### Exercise:
Return each record exactly as it appears, so that nothing is dropped or altered.

### Supplied records:
————————

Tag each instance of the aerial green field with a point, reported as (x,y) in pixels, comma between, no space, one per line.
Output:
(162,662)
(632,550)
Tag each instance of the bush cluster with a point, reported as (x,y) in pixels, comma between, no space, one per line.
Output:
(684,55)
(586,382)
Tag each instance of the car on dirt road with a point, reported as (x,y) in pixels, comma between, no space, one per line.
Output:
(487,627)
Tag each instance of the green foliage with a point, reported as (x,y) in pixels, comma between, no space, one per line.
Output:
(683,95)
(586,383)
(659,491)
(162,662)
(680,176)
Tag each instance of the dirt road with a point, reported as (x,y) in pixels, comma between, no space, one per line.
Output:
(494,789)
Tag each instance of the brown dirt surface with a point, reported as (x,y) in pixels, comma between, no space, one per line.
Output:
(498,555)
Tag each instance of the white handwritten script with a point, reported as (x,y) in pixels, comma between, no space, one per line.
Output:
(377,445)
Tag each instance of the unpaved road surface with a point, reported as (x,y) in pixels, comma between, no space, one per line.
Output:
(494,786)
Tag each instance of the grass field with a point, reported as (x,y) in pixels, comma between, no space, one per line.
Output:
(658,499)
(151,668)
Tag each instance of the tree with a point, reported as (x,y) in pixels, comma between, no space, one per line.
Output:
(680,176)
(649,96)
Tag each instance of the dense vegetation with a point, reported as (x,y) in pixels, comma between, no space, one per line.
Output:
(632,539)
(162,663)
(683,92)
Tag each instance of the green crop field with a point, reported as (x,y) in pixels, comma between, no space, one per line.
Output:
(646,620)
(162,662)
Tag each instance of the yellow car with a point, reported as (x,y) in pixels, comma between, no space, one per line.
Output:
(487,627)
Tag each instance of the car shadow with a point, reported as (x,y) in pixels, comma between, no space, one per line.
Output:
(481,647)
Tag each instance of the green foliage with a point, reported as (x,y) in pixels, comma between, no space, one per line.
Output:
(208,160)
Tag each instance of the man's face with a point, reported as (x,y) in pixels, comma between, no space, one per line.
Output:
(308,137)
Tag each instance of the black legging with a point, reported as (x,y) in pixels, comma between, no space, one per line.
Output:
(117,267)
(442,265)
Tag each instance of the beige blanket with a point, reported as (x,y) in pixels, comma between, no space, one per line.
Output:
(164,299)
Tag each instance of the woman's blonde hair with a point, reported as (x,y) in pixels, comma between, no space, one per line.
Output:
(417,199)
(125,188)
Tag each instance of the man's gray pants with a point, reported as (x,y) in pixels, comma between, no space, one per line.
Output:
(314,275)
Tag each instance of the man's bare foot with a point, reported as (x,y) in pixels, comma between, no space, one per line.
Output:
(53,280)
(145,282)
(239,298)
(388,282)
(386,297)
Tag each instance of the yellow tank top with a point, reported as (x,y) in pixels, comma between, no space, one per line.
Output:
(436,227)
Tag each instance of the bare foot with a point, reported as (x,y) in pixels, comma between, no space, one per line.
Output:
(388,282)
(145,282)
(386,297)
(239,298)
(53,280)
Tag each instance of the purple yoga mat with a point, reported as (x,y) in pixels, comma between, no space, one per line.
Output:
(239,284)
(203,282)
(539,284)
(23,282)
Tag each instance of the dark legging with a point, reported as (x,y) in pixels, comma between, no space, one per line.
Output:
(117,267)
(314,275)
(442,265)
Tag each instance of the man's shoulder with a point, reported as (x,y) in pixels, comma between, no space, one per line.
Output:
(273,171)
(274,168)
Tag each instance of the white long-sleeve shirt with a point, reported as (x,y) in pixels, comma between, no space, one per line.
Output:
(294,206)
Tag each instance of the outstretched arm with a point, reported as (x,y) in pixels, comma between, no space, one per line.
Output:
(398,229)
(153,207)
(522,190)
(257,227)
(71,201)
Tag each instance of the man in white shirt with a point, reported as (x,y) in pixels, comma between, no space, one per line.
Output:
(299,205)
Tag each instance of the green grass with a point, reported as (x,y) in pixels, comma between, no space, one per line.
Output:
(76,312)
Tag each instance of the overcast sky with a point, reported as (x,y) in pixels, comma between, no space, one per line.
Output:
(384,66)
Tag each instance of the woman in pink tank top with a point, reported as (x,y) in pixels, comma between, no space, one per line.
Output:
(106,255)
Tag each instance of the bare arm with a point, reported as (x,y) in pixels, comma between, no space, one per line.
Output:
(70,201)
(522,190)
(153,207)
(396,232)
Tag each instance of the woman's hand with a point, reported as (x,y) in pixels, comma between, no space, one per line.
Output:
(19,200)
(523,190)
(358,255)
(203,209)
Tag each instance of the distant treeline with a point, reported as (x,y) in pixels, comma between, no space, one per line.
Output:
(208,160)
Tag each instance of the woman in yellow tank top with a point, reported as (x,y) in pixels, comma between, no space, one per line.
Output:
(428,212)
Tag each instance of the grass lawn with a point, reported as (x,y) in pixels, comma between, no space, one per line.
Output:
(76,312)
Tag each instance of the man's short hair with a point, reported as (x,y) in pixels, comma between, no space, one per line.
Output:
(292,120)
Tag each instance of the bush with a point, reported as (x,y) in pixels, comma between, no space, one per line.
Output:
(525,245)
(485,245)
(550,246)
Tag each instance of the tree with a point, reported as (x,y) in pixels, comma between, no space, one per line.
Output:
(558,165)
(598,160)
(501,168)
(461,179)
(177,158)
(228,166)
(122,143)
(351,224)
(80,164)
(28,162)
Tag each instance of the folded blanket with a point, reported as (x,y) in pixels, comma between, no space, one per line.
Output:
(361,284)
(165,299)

————————

### Output of the task:
Tag each instance of the aerial green field with a point, reported as (x,y) in pixels, comma between, no space, one per line.
Output:
(162,662)
(632,550)
Tag each instance of the bush cluster with a point, reported as (x,y) in pixels, comma between, no space, one per line.
Output:
(684,55)
(586,382)
Tag each instance of the car on dirt road with a point, reported as (x,y) in pixels, comma between, no space, one per line.
Output:
(487,627)
Tag each instance of the green foliage with a point, reported as (x,y) in pixels, comma between, no space, one per line.
Output:
(683,95)
(586,383)
(659,491)
(162,662)
(680,176)
Tag each instance of the dirt road with a point, reported as (x,y) in pixels, comma between, no space, one per line.
Output:
(494,789)
Tag each instance of the brown dirt surface with a point, reported as (x,y) in pixels, comma between, no space, one per line.
Output:
(498,555)
Tag each instance of the white handwritten script with a point, reported as (x,y) in pixels, comma between, no space, one per line.
Output:
(377,445)
Tag each instance of the unpaved road surface with a point, reported as (x,y) in pixels, comma between, no space, one per line.
Output:
(494,786)
Tag each instance of the grass field with a point, reported as (x,y) in pixels, comma between, no space, one per line.
Output:
(658,499)
(151,668)
Tag each instance of the tree with a point, reported as (x,y) in pixels, comma between, no space, one per line.
Output:
(680,176)
(649,96)
Tag each instance of the dense vegetation with a point, reported as (x,y) in pixels, comma between, no space, one per line.
Output:
(632,539)
(162,663)
(683,92)
Tag each instance of the green crop field with a point, reported as (x,y) in pixels, comma between, no space, one per line.
Output:
(646,620)
(162,662)
Tag each instance of the yellow car with a point, reported as (x,y) in pixels, comma between, no space, one per line.
Output:
(487,627)
Tag each instance of the car shadow with a point, reported as (x,y) in pixels, comma between, no space, one per line.
Output:
(481,647)
Tag each instance of the green foliage with a point, reported as (x,y) in pixels, comma between, no space, one per line.
Output:
(208,160)
Tag each instance of the man's face with a point, reported as (x,y) in pixels, comma between, no space, one per line.
Output:
(308,137)
Tag each instance of the black legging with a point, reported as (x,y) in pixels, comma between, no space, one per line.
Output:
(117,267)
(442,265)
Tag each instance of the beige blanket with a point, reported as (x,y) in pixels, comma between, no space, one per line.
Output:
(164,299)
Tag each instance of the woman's blonde hair with a point, reported as (x,y) in pixels, comma between, no space, one per line.
Output:
(417,199)
(125,188)
Tag each instance of the man's gray pants with a point, reported as (x,y) in pixels, comma between, no space, one per line.
Output:
(314,275)
Tag each instance of the man's bare foot with a point, reported as (x,y) in pixels, comma between, no space, one per line.
Output:
(53,280)
(145,282)
(239,298)
(388,282)
(386,297)
Tag each instance of the yellow tank top with a point, reported as (x,y) in pixels, comma between, no space, one per line.
Output:
(436,227)
Tag each instance of the bare foot with a point, reported as (x,y) in pixels, comma between, no space, one per line.
Output:
(388,282)
(145,282)
(386,297)
(239,298)
(53,280)
Tag each instance of the purple yoga mat with a point, reported as (x,y) in pixels, comma between, no space, one per line.
Output:
(239,284)
(203,282)
(539,284)
(23,282)
Tag each instance of the dark legging with a point, reported as (x,y) in pixels, comma between, no space, one per line.
Output:
(117,267)
(314,275)
(442,265)
Tag each instance of the man's shoulder with a point, reported as (x,y) in pixels, comma between, no space, one per line.
Output:
(273,171)
(274,168)
Tag each instance of the white long-sleeve shirt with a point, reported as (x,y) in pixels, comma between, no space, one per line.
Output:
(294,206)
Tag each instance of the outstretched arm with a point, reported as (x,y) in pixels, comma between, no space, one per line.
Output:
(398,229)
(153,207)
(522,190)
(257,227)
(71,201)
Tag each instance of the man in white shirt with a point, reported as (x,y) in pixels, comma between, no space, one per line.
Output:
(299,205)
Tag each instance of the green grass with a point, reported as (x,y) in pixels, comma between, no space, one per line.
Output:
(76,312)
Tag each instance of the overcast sky with a point, reported as (x,y) in pixels, comma between, no space, one per line.
Output:
(384,66)
Tag each instance of the woman in pink tank top with a point, reported as (x,y) in pixels, comma between, no space, one per line.
Output:
(106,255)
Tag each instance of the bare arm with a point, reported as (x,y) in pixels, comma between, no space, one per line.
Output:
(70,201)
(522,190)
(153,207)
(396,232)
Tag each instance of the woman's hand with a point, reported as (x,y) in pixels, comma between, no space, one per line.
Output:
(19,200)
(523,190)
(358,255)
(203,209)
Tag each instance of the distant treeline with a point, reported as (x,y) in pixels, comma between, no space, one per line.
Output:
(208,160)
Tag each instance of the woman in yellow tank top with a point, reported as (x,y) in pixels, comma between, no space, one per line.
Output:
(428,212)
Tag each instance of the grass lawn with a point, reported as (x,y) in pixels, comma between, no space, one per line.
Output:
(76,312)
Tag each instance of the man's short hair with a point, reported as (x,y) in pixels, comma between, no space, one per line.
Output:
(292,120)
Tag each instance of the bush with a point, reported as (x,y) in pixels, comma between, no space, one per line.
Output:
(525,245)
(485,245)
(550,246)
Tag each instance of the tree with a point, reported as (x,y) in pixels, comma between, no space, one per line.
Output:
(558,165)
(598,160)
(501,168)
(461,179)
(177,158)
(228,166)
(122,143)
(351,224)
(80,164)
(28,162)
Tag each instance of the folded blanket with a point, reported as (x,y) in pixels, comma between, no space, one per line.
Output:
(361,284)
(165,299)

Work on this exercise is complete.